▸ **DOCUMENT SEGMENT**:
Mosque in Hamburg, Germany

The Hamburg Central Mosque (Centrum-Moschee Hamburg; Merkez Camii) is a mosque located in the St. Georg district of Hamburg, Germany.

== History ==
The community of mosques was founded in 1977 by Turkish guest workers and was originally called the Society of Turkish Workers in Hamburg and its environs for the founding and construction of a mosque, also known as the Association of Mosques. The initial building, purchased in 1977, housed a bathhouse, the former Bath Hammonia.

In 1990, a new building commenced, attached to the old building. A dome and two minarets were installed.; making the building recognizable as a mosque. The groundbreaking ceremony in 1992 was attended by the then Prime Minister of Turkey Nedcmettin Erbakan, who at that time was the leader of the movement Milli Görüş.

In 2001, the association's name was changed to Islamische Gemeinde Hamburg — Centrum-Moschee e.V.. The Islamic community of Hamburg — Centrum-Moschee e.V. is a founding member of Alliance of Islamic Communities in Northern Germany (BIG) and member of Schura Hamburg, with which the State of Hamburg maintains State Treaty.

▸ **DATA TO EXAMINE**:
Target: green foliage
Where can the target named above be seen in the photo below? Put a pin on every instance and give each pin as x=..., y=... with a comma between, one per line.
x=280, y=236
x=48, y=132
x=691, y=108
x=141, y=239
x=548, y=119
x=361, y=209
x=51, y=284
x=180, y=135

▸ **TASK ITEM**: According to the text on the Hamburg Central Mosque, what did the initial building purchased in 1977 house?

▸ **REPLY TO THE TASK**: A bathhouse, the former Bath Hammonia.